The task
Search the data for the word "rough" and copy each line that has it.

The records
•••

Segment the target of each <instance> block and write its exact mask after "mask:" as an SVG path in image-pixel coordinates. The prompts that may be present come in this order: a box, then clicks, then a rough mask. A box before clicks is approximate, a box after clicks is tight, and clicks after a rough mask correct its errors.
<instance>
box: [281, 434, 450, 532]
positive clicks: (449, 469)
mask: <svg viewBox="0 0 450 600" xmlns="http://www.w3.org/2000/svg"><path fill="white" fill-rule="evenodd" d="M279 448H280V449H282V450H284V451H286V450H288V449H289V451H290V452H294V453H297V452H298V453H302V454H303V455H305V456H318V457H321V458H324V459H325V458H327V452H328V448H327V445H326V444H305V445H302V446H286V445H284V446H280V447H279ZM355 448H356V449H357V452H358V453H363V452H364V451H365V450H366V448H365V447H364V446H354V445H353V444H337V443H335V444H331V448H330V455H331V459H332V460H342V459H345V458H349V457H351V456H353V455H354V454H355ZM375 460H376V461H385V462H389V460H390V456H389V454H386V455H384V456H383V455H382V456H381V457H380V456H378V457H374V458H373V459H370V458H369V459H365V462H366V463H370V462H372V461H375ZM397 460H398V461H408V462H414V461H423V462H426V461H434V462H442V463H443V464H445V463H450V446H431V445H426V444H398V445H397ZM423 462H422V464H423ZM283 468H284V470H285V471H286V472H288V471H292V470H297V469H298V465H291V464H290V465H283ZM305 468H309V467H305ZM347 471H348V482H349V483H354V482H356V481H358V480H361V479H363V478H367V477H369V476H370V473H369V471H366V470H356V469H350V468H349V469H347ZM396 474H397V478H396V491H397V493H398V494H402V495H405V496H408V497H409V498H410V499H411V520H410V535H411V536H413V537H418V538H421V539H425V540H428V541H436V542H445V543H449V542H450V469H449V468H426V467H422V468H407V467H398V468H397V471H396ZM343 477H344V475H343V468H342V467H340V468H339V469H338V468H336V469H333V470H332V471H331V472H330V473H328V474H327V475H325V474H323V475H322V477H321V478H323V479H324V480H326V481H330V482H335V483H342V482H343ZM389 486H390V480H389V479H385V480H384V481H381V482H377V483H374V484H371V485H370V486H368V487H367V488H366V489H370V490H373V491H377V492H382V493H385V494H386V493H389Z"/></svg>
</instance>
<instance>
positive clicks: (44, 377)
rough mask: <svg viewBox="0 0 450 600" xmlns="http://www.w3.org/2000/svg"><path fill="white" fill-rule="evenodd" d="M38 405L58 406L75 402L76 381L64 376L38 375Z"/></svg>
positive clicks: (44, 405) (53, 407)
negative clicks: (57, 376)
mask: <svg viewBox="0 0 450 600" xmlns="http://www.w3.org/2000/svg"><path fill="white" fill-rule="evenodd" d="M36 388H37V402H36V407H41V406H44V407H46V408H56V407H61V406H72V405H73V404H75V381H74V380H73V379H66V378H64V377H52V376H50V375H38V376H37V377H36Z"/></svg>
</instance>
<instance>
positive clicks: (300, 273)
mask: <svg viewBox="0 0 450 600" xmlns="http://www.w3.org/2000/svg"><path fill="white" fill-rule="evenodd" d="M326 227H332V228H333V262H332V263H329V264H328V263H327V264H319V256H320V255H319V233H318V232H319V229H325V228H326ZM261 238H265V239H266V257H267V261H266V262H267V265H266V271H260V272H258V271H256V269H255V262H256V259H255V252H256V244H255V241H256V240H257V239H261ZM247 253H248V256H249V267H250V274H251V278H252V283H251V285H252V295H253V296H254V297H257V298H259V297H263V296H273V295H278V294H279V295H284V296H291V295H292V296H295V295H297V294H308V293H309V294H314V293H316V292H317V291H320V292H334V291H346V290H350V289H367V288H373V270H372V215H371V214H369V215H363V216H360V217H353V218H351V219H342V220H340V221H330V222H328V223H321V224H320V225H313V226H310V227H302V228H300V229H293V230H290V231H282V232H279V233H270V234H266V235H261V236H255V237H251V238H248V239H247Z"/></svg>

•••

Answer box
Segment the target of each <instance> block and write its exact mask after "mask:" as an SVG path in image-pixel coordinates. The prompts that may be present come in this order: a box, then clicks, then a rough mask. A box before clicks is approximate, a box after clicks is tight, and clicks after a rough mask correct its errors.
rough mask: <svg viewBox="0 0 450 600" xmlns="http://www.w3.org/2000/svg"><path fill="white" fill-rule="evenodd" d="M38 405L58 406L75 402L76 381L64 376L38 375Z"/></svg>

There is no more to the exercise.